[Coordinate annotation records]
>> start

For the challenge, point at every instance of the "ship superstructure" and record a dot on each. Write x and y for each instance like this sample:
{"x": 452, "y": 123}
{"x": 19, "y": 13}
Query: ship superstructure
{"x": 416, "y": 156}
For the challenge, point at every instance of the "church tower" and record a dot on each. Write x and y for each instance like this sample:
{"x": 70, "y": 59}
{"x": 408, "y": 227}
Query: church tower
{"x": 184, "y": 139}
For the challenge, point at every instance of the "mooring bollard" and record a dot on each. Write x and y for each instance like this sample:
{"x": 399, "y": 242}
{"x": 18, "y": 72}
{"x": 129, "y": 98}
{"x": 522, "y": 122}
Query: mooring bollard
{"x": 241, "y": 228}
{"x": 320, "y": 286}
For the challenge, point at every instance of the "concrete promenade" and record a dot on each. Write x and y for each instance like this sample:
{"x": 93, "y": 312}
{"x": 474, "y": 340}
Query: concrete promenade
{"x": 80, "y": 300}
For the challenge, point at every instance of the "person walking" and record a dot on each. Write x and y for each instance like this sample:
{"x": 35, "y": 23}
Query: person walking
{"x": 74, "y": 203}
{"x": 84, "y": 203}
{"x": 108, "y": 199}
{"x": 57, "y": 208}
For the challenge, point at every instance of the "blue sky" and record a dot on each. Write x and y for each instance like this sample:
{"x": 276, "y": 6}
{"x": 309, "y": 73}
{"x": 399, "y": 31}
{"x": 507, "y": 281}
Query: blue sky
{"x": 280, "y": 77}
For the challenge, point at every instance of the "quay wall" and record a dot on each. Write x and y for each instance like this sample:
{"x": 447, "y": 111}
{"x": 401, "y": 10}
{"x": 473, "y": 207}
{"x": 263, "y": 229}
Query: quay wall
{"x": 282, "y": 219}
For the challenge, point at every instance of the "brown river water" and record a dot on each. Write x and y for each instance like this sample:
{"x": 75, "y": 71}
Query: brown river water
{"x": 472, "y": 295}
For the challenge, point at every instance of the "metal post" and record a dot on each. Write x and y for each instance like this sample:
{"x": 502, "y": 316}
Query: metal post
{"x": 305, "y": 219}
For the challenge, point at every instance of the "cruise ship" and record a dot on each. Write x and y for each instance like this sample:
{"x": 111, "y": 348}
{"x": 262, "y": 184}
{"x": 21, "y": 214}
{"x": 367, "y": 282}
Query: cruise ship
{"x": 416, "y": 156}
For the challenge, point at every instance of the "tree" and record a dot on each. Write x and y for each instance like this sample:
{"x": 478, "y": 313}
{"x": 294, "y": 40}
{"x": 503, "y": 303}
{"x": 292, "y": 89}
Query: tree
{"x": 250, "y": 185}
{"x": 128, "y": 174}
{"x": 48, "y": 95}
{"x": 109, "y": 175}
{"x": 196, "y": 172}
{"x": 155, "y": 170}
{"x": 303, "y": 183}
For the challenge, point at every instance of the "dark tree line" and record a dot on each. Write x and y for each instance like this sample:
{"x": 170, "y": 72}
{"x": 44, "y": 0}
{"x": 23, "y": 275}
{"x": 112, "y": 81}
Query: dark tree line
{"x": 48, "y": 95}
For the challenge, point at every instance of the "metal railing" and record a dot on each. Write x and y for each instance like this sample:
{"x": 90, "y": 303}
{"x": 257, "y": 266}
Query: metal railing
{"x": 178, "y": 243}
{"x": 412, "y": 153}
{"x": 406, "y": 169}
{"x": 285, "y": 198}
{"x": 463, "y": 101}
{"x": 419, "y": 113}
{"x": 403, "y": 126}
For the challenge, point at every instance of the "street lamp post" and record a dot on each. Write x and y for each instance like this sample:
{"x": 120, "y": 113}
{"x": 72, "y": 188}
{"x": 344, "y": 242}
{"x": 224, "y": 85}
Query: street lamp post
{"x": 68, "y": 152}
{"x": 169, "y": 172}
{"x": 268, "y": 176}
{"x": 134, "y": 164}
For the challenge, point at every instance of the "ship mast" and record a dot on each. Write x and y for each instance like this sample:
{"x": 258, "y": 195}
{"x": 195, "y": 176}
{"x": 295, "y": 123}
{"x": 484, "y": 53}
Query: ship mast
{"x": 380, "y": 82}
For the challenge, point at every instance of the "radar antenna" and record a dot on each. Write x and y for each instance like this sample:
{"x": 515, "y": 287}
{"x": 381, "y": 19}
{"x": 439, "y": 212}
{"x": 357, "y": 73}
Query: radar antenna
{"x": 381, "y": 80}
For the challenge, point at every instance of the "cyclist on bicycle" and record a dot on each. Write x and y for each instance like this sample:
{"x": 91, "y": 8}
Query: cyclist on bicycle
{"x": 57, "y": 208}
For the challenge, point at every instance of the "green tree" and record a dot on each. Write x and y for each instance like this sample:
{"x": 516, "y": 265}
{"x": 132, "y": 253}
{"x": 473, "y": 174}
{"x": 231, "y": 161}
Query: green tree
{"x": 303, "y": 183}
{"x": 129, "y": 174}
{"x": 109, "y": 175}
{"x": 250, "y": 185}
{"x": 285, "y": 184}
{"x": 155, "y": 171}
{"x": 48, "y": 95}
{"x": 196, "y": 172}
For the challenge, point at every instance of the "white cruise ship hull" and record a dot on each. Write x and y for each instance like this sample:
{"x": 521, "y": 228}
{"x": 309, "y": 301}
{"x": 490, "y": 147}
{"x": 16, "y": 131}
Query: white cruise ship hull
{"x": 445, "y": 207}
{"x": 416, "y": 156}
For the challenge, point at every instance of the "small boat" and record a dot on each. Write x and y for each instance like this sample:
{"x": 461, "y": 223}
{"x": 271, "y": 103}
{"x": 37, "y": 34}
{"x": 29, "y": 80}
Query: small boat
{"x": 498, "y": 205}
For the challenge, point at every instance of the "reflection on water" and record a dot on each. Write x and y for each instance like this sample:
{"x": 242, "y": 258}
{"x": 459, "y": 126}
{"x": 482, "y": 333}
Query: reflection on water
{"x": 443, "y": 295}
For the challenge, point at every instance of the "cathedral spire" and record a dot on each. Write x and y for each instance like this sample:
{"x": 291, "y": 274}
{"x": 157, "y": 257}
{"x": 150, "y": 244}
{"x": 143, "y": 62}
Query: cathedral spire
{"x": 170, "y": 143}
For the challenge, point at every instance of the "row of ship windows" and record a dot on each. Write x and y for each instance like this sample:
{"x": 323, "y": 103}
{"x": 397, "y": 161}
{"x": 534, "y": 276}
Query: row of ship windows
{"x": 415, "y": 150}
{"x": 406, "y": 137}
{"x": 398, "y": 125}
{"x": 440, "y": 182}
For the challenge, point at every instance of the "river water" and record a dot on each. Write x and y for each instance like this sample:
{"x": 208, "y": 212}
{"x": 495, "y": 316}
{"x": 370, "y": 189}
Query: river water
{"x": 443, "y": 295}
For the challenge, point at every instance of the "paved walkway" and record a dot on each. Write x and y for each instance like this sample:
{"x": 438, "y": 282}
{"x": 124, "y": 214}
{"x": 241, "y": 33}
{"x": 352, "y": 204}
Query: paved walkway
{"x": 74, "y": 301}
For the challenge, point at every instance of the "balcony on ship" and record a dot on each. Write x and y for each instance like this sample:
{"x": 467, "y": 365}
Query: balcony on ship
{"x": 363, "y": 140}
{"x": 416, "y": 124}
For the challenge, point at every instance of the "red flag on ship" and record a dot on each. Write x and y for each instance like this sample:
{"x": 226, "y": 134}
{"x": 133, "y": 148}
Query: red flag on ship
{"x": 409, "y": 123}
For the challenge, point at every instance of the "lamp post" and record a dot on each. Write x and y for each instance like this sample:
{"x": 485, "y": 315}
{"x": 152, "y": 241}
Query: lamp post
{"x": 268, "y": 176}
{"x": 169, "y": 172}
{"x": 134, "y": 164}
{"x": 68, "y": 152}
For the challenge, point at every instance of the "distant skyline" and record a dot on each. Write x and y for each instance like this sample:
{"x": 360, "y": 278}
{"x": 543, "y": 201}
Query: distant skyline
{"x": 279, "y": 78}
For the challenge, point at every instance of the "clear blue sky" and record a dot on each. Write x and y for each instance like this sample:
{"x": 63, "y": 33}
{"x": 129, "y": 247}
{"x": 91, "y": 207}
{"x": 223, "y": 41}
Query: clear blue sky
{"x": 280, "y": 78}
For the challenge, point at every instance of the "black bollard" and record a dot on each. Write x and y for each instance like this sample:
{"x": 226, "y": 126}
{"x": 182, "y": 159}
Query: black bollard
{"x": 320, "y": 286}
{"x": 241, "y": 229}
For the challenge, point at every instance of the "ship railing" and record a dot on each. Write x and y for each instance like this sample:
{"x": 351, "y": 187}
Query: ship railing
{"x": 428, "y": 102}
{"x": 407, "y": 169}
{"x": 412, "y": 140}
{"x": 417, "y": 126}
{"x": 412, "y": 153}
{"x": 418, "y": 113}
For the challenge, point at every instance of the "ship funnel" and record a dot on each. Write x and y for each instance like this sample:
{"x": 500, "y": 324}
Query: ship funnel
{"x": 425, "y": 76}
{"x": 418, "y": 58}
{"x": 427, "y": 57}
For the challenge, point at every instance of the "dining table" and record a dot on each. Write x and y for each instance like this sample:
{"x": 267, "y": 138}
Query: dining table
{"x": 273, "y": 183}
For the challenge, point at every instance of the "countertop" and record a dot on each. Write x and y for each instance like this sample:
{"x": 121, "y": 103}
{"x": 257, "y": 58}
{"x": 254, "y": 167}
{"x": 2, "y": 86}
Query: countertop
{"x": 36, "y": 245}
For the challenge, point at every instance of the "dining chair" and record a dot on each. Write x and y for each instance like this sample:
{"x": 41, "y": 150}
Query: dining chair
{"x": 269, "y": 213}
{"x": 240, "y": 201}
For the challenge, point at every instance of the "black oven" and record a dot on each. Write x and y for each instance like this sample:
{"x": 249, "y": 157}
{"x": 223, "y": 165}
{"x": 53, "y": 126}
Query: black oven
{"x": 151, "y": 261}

>> end

Collect every line above that contains the string "wall", treating uppercase and lowercase as different.

• [Reply to the task]:
For the challenge, point at every instance of the "quay wall" and record a dot on each. Write x and y for each instance like this sample:
Query: quay wall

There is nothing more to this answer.